Starting with the line that contains "target | shop window", write out each line through the end of the listing, unchanged. Output nothing else.

---------- Record extracts

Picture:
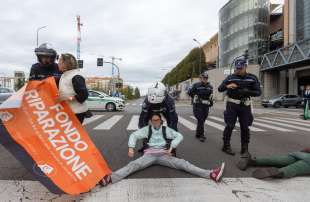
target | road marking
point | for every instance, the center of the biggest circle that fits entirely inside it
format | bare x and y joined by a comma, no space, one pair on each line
108,124
187,123
285,125
272,127
286,121
296,120
133,124
92,119
213,124
237,124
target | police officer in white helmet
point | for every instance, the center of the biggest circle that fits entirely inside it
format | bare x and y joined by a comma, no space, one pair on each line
158,101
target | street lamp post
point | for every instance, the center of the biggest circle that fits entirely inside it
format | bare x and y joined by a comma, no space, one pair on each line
114,65
38,34
200,53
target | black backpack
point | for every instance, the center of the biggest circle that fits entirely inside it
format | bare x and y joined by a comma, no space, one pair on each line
168,141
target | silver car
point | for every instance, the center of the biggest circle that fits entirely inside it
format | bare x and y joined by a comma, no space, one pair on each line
100,101
283,100
5,93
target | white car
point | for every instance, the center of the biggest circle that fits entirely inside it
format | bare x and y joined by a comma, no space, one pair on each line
100,101
5,93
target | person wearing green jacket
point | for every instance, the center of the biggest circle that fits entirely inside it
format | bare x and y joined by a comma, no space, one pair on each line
287,166
159,152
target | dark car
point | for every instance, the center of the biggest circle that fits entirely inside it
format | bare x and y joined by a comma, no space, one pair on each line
5,93
283,100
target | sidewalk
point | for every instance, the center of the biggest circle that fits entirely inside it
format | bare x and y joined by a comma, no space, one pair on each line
170,190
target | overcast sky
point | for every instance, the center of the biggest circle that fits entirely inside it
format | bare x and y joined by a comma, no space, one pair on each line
147,34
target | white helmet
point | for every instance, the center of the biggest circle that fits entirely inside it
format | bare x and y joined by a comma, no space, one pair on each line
157,93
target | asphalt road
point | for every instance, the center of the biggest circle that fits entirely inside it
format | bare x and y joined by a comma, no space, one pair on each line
276,132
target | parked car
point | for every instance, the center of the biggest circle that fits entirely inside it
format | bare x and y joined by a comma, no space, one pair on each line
283,100
5,93
100,101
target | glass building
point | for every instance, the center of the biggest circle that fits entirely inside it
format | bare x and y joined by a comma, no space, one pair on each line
244,25
302,20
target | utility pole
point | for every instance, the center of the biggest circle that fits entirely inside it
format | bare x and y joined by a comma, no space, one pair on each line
113,65
200,53
79,38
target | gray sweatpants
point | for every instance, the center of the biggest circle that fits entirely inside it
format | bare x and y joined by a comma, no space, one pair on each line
164,160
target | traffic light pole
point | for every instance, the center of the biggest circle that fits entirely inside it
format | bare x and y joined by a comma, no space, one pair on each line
118,73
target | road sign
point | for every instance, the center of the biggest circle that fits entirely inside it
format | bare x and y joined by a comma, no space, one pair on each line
80,63
99,62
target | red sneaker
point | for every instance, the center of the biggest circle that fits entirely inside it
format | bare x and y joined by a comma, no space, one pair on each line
217,173
106,180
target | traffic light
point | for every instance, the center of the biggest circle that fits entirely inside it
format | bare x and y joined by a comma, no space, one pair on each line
99,62
119,85
80,64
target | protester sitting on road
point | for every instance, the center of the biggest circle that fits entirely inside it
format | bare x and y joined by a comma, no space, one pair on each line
158,152
72,86
287,166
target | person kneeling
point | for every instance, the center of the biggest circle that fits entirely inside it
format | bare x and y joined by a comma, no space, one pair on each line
158,153
286,166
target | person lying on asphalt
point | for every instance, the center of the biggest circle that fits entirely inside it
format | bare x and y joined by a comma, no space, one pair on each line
286,166
159,153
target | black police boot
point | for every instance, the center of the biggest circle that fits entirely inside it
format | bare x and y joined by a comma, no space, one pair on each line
245,163
245,151
227,149
202,138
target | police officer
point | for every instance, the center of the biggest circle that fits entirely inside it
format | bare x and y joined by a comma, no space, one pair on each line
158,101
306,95
202,98
46,65
239,88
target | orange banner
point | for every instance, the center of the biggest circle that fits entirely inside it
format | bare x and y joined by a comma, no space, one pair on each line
54,138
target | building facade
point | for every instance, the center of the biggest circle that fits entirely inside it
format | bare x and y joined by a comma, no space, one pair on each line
244,25
286,70
210,50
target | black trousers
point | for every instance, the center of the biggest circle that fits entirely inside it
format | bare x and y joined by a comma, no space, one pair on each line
201,112
244,114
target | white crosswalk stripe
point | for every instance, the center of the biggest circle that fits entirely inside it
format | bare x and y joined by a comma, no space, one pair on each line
284,125
296,120
287,121
272,127
279,124
187,123
213,124
92,119
133,124
237,124
108,124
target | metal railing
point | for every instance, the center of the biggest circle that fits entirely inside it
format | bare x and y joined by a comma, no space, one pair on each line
295,53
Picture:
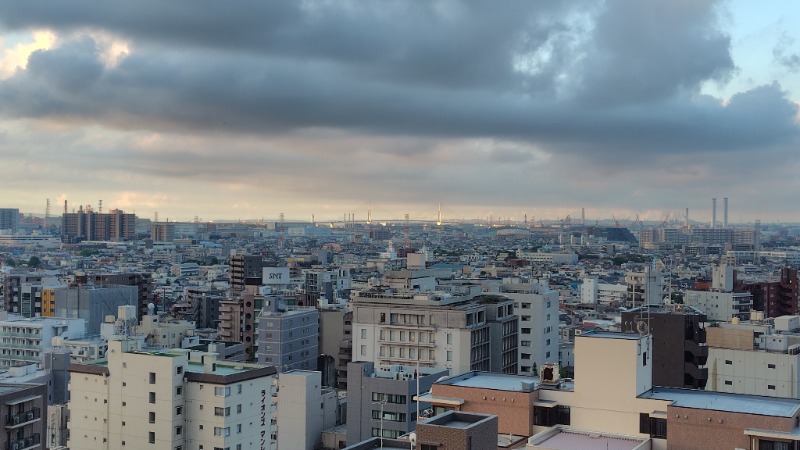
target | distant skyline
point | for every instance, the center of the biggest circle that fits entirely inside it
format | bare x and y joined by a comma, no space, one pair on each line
538,108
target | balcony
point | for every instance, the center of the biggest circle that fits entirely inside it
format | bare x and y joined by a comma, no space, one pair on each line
23,418
31,441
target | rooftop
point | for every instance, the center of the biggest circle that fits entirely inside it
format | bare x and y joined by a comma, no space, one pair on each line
500,382
722,401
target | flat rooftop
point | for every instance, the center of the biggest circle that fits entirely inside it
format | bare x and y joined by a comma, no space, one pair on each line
496,381
723,401
570,440
611,335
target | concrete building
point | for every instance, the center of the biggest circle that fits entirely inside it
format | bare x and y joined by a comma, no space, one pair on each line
162,231
9,220
23,406
649,287
305,409
537,309
721,306
680,352
93,303
381,399
443,330
170,400
25,340
87,225
288,337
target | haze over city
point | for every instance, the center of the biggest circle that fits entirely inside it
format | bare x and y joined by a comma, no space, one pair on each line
324,108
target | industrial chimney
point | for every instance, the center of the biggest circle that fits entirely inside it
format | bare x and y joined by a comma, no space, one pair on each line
714,212
725,212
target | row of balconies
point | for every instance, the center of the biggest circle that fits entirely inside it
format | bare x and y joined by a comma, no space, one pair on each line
29,442
18,419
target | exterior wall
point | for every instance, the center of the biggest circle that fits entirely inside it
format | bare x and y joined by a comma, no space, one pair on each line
764,373
538,328
689,429
513,409
289,340
24,411
361,404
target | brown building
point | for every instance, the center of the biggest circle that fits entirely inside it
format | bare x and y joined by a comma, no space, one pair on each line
246,270
680,352
777,298
23,406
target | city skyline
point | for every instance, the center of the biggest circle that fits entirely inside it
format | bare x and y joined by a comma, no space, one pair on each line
309,108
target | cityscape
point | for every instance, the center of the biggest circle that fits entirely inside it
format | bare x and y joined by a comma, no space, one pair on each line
441,225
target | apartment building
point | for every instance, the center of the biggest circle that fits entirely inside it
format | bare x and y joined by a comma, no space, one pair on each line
168,399
23,406
288,337
537,308
445,330
24,340
381,403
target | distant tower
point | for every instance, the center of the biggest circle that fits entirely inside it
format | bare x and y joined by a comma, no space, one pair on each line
714,212
725,212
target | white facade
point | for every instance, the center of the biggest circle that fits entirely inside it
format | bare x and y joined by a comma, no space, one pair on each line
721,306
24,340
538,327
166,400
301,420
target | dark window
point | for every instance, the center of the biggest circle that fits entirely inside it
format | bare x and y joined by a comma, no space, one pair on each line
655,427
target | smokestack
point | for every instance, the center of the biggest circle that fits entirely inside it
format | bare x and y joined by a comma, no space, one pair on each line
725,212
714,212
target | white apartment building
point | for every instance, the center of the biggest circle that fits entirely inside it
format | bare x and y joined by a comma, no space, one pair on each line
721,306
170,399
594,292
441,330
24,340
538,324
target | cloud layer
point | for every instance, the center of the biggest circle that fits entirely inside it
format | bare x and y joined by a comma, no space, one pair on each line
296,106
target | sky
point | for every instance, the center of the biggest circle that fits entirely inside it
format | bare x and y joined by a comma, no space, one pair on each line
197,108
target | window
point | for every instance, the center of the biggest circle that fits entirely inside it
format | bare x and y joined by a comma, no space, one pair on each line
220,431
222,391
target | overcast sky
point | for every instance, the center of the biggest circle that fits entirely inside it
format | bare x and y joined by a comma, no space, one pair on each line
195,108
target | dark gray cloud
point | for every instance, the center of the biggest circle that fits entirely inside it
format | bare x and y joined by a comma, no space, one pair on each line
450,97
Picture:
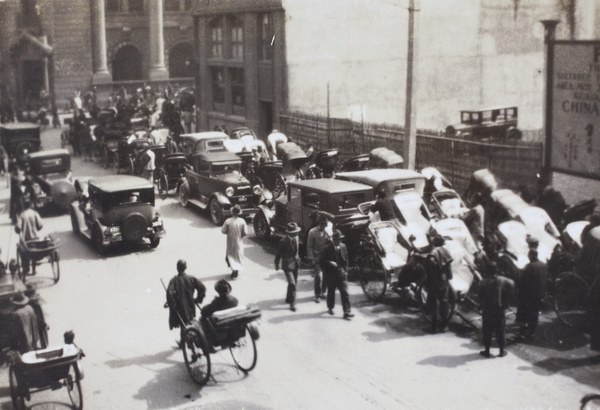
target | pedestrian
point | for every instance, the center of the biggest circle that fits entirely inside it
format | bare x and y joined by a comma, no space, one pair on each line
495,293
439,292
531,288
180,297
384,206
334,262
24,331
318,238
36,302
235,228
288,254
28,226
221,302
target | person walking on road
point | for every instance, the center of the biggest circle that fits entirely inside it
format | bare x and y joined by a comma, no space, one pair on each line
180,297
318,238
531,287
235,228
288,255
496,293
334,262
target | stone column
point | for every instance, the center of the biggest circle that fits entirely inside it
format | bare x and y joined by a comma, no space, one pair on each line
101,74
157,70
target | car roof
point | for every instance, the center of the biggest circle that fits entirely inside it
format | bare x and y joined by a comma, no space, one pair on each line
217,156
19,126
205,135
49,153
373,177
330,185
117,183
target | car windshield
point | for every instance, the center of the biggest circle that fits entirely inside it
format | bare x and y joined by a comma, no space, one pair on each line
218,169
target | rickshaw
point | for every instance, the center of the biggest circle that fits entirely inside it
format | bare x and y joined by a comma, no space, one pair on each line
232,329
572,288
324,165
45,369
169,173
36,250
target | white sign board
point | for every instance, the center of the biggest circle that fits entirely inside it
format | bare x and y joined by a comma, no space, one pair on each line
575,115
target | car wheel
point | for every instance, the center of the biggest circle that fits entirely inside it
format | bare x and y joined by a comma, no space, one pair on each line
262,230
184,195
216,211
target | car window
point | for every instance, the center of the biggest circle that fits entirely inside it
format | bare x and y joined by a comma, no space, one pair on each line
350,201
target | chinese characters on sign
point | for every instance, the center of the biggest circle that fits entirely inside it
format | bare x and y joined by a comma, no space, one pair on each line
576,108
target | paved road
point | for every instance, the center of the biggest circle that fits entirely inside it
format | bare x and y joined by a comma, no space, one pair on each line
382,359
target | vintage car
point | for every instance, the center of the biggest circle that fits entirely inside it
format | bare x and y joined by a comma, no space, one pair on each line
304,200
203,141
52,181
116,209
500,123
19,139
215,181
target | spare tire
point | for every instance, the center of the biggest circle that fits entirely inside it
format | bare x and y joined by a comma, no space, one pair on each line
134,227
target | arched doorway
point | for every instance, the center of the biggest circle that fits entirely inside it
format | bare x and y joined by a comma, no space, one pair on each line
181,60
127,64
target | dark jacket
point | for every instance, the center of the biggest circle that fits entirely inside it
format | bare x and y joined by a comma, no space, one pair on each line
288,253
180,298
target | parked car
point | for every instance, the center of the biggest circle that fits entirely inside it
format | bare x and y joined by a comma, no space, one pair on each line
305,199
52,180
215,181
203,141
498,123
19,139
116,209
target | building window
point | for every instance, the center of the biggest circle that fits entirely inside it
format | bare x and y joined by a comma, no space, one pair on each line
238,91
237,40
171,5
216,38
136,6
218,88
112,6
267,37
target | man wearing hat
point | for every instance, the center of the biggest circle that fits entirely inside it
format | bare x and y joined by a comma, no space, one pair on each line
235,228
24,331
318,238
221,302
288,254
334,262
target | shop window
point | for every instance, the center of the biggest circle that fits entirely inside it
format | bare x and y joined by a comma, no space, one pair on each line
267,37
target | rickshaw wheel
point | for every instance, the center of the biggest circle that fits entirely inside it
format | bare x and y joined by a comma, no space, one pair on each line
55,265
197,359
570,295
373,278
17,399
244,352
261,226
73,384
116,163
422,300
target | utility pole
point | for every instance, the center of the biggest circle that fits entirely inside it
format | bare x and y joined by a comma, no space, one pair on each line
410,111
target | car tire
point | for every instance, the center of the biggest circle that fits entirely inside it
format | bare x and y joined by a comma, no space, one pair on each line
216,212
134,227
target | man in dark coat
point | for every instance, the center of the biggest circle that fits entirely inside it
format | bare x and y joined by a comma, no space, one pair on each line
439,273
289,256
496,293
334,262
531,287
180,297
222,302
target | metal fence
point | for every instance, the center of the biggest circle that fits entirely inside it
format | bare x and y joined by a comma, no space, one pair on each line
514,163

--------------------

* _Response to this exercise_
target | shop window
point | for every instance, the center of the biggest circle that fits entirely inside it
format | bare x and y joined by a comma, no space, one pair on each line
267,37
target | rickshaw wheel
point | for every instance, the center of the biggest circle that fits entirely inside it
format | bare x and y joined by a comma, no space, one pair on each line
55,265
197,359
570,295
373,278
17,399
244,352
261,226
73,384
116,163
422,300
target | utility pole
point | for every instance, the center of the biggest circle that fits entirely inside it
format | bare x and y joined by a comma, no space, one pair on each line
410,111
target | car tire
point | for every instance, the center of the biggest circle that fits entirely inside it
format | bare x and y joined by a comma, no space, one pair on each line
216,212
134,227
target | man in dark coat
point | for every instance, the center of the biggest circle that fits entirely inside it
format | bare x and y joined by a comma, no space, one pair on each line
439,273
289,256
496,293
334,262
531,287
180,297
222,302
target | metal fence
point | for every instance, the center of the biggest circle that fits entirely inside it
format | bare x and y joined by a comma, no space, one pair on each line
514,163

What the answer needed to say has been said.